> **YOUR INSTRUCTIONS**:
A faithful copy of the entries, without any pictures, is what is needed here.
Start of EXERCISE DATA
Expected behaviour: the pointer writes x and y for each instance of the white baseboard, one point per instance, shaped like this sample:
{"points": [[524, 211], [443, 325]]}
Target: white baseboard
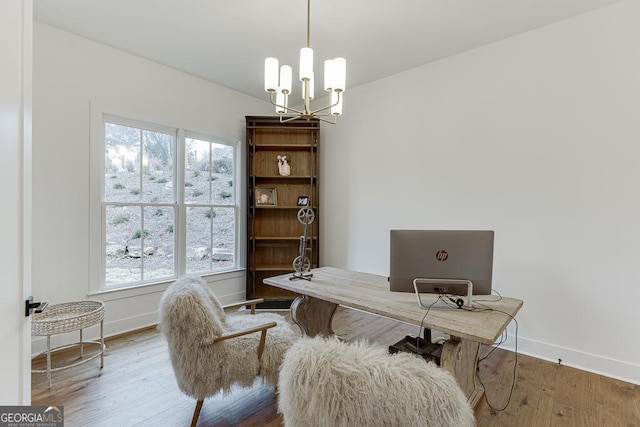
{"points": [[618, 369]]}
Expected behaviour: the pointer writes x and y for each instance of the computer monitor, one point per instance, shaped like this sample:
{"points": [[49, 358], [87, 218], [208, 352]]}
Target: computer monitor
{"points": [[465, 255]]}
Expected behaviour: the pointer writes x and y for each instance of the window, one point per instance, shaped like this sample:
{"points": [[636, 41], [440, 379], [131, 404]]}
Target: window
{"points": [[210, 205], [168, 204]]}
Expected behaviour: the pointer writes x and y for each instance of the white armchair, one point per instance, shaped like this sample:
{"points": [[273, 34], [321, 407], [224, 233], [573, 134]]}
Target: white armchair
{"points": [[211, 350]]}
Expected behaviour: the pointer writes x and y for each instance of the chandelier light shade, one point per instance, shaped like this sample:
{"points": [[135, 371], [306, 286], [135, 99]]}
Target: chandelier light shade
{"points": [[278, 83]]}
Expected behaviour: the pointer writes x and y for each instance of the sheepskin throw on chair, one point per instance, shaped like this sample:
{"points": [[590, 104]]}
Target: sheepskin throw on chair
{"points": [[326, 382], [211, 350]]}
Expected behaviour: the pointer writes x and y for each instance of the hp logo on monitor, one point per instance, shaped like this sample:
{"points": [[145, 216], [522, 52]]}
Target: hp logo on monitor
{"points": [[442, 255]]}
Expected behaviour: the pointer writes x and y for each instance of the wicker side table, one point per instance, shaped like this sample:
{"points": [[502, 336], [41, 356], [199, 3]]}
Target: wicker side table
{"points": [[69, 317]]}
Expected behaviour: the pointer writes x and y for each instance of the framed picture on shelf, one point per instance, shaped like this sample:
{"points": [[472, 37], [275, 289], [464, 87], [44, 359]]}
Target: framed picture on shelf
{"points": [[266, 196]]}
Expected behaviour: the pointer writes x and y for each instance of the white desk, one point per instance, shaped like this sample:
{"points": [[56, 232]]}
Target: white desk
{"points": [[331, 287]]}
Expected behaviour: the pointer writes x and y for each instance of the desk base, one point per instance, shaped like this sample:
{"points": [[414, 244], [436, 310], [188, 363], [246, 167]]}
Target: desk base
{"points": [[459, 356]]}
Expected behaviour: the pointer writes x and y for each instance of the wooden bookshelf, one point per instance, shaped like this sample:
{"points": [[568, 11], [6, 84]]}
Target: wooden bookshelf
{"points": [[273, 229]]}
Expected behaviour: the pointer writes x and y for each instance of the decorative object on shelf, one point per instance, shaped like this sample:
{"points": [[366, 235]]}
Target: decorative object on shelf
{"points": [[301, 264], [284, 169], [278, 84], [266, 196]]}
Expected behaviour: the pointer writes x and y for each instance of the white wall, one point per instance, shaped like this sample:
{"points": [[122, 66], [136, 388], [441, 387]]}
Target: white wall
{"points": [[535, 137], [16, 50], [70, 73]]}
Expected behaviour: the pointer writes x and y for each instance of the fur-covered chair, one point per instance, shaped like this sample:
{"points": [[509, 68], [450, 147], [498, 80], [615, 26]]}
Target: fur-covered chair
{"points": [[326, 382], [211, 350]]}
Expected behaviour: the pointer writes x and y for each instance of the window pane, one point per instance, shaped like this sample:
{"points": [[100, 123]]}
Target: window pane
{"points": [[223, 189], [197, 173], [199, 227], [122, 163], [157, 162], [210, 238], [123, 263], [224, 229], [159, 242]]}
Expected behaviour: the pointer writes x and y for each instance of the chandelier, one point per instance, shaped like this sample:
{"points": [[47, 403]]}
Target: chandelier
{"points": [[278, 81]]}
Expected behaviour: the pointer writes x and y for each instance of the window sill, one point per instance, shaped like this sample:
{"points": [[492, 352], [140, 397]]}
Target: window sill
{"points": [[152, 288]]}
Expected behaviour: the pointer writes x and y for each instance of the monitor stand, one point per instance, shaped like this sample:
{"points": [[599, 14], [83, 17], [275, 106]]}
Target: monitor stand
{"points": [[443, 288]]}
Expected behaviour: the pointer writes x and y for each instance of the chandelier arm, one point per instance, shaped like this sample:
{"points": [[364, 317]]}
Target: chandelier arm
{"points": [[308, 23], [282, 106], [328, 106]]}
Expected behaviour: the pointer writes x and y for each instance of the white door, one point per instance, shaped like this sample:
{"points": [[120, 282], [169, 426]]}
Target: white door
{"points": [[16, 38]]}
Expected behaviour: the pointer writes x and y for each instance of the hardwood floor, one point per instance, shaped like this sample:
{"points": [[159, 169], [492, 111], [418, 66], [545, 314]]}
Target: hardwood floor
{"points": [[137, 387]]}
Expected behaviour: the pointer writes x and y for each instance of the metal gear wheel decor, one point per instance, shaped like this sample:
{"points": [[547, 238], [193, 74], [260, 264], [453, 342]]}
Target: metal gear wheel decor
{"points": [[302, 264]]}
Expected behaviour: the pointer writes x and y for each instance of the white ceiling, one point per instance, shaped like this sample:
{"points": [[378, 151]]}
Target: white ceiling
{"points": [[226, 41]]}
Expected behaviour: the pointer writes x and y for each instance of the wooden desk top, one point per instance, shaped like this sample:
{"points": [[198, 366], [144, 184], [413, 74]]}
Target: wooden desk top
{"points": [[370, 293]]}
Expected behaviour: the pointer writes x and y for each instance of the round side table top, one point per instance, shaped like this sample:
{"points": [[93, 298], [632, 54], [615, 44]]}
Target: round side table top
{"points": [[67, 317]]}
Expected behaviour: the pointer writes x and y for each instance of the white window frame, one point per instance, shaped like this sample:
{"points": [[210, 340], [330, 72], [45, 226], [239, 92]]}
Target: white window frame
{"points": [[96, 210]]}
End of EXERCISE DATA
> **TASK ANSWER**:
Expected behaviour: the pointer writes x and y for each instance of the white baseboard, one point per instance, shaped like this sample:
{"points": [[524, 211], [443, 325]]}
Target: white baseboard
{"points": [[618, 369]]}
Expected behaviour: the pointer writes x and y for each instance of the computer monitor, one point per instance, shaped like this sample:
{"points": [[49, 358], [87, 218], [208, 352]]}
Target: computer monitor
{"points": [[465, 255]]}
Expected behaviour: the pointer writes x and y for each instance of the window, one point per instance, shaped like this sample:
{"points": [[636, 41], [440, 379], [131, 404]]}
Target: window
{"points": [[210, 205], [168, 204]]}
Expected behaviour: the pointer writes x and y for each instance of the white armchair, one point per instance, shaped like this sample:
{"points": [[273, 34], [321, 407], [224, 233], [573, 134]]}
Target: white armchair
{"points": [[211, 350]]}
Expected behaviour: the pointer writes x and y for each instance of the chandelier light shade, one point per instance, shaped like this sample:
{"points": [[135, 371], [306, 286], [135, 99]]}
Target: chandelier light shade
{"points": [[278, 83]]}
Expected behaviour: the pointer writes x and y for each instance of the sheepskin throw on chair, one point per instance, shaped like this sample:
{"points": [[590, 104]]}
Target: sheepskin throw on chair
{"points": [[326, 382], [211, 350]]}
Expected behaviour: the pointer writes x and y for each instance of the hp logo on monitor, one point per instance, shaped like this sample:
{"points": [[145, 216], [522, 52]]}
Target: hp logo on monitor
{"points": [[442, 255]]}
Expected behaviour: the pointer writes x and y for each instance of the wicker side table, one point per instance, shaped like this sample:
{"points": [[502, 336], [41, 356], [199, 3]]}
Target: wicker side table
{"points": [[69, 317]]}
Expected behaviour: the pointer writes x and y for each instance of the framed picture on shelf, one point per instance, shaped like this sample:
{"points": [[472, 37], [275, 289], [464, 87], [44, 359]]}
Target: framed picture on shelf
{"points": [[266, 196]]}
Expected behaviour: the pointer writes x and y for each instance of the white desk, one point per instance, shaped like this sample:
{"points": [[56, 232]]}
Target: white desk
{"points": [[331, 287]]}
Expected behaviour: the pointer writes x and y for each instance of the desk base, one point per instance, shaped like this sample:
{"points": [[414, 244], [436, 310], [188, 363], [246, 167]]}
Target: desk base
{"points": [[459, 356]]}
Expected behaviour: the pointer writes x and y for each instance of the wooden bookshelf, one point per instance, shaped like this sample:
{"points": [[568, 11], [6, 84]]}
Target: wooden bookshelf
{"points": [[273, 229]]}
Expected behaviour: the pointer writes x and y for each instance of the decorative object on shelf, one point per instance, shaped like this sample:
{"points": [[366, 235]]}
Target: decorative object on shelf
{"points": [[301, 264], [284, 169], [278, 84], [266, 196]]}
Expected behaviour: the pointer writes x and y for each instance of the white wall, one point per instance, shaped like this sample:
{"points": [[122, 66], [136, 388], [441, 387]]}
Target: white wall
{"points": [[535, 137], [16, 50], [70, 73]]}
Expected behaviour: the pointer writes x and y for each instance of the fur-covered chair, one point per instance, shaped like this sample:
{"points": [[509, 68], [450, 147], [498, 80], [615, 26]]}
Target: fur-covered chair
{"points": [[326, 382], [211, 350]]}
Expected behaviour: the pointer writes x and y for each instance of the window pane, one point per instance, shaped like this sample:
{"points": [[100, 123]]}
Target: window pane
{"points": [[223, 189], [197, 173], [199, 227], [122, 163], [157, 162], [210, 238], [123, 263], [224, 229], [159, 242]]}
Expected behaviour: the pointer writes x and y for each instance of the chandelier, one point per instance, shaped like this sample:
{"points": [[47, 403]]}
Target: chandelier
{"points": [[278, 81]]}
Expected behaviour: the pointer writes x and y for each instance of the window sill, one point per instance, shaped like this sample:
{"points": [[492, 352], [140, 397]]}
Target: window sill
{"points": [[152, 288]]}
Expected behaviour: the pointer writes x and y for each instance of the monitor stand, one point per instance, shaped like this sample:
{"points": [[599, 14], [83, 17], [275, 106]]}
Target: monitor stand
{"points": [[443, 288]]}
Expected behaviour: the pointer writes x and y for each instance of the chandelier arm, one point per instance, shaped like this sample:
{"points": [[364, 317]]}
Target: chandelier arm
{"points": [[308, 23], [282, 106], [328, 106]]}
Expected behaviour: the pointer writes x and y for each instance of the white door, one point per instance, shaped like this sample:
{"points": [[120, 282], [169, 426]]}
Target: white door
{"points": [[16, 38]]}
Expected behaviour: the pointer writes x and y for each instance of the hardwood floor, one point per instance, shaped like this sample:
{"points": [[159, 169], [492, 111], [418, 66], [545, 314]]}
Target: hardwood floor
{"points": [[137, 387]]}
Expected behaviour: the pointer writes x and y for each instance of the metal gear wheel decor, one point per instance, shaped like this sample:
{"points": [[547, 238], [193, 74], [260, 264], [453, 342]]}
Target: metal gear wheel decor
{"points": [[302, 264]]}
Expected behaviour: the pointer writes x and y for each instance of the white ceiling, one point per instance, shaped like this sample:
{"points": [[378, 151]]}
Target: white ceiling
{"points": [[226, 41]]}
Expected behaviour: the pointer writes x and y for each instance of the wooden desk top, one point per instance, shaped like this sample:
{"points": [[198, 366], [144, 184], [413, 74]]}
Target: wooden desk top
{"points": [[370, 293]]}
Expected behaviour: the pointer writes x and y for each instance of the round side table top, one point per instance, shaped like this sample:
{"points": [[93, 298], [632, 54], [615, 44]]}
Target: round side table top
{"points": [[67, 317]]}
Expected behaviour: the pointer writes x and y for each instance of the white window frame, one point per instance, shaped like this sample:
{"points": [[210, 340], [330, 72], [45, 226], [239, 92]]}
Target: white window frame
{"points": [[96, 210]]}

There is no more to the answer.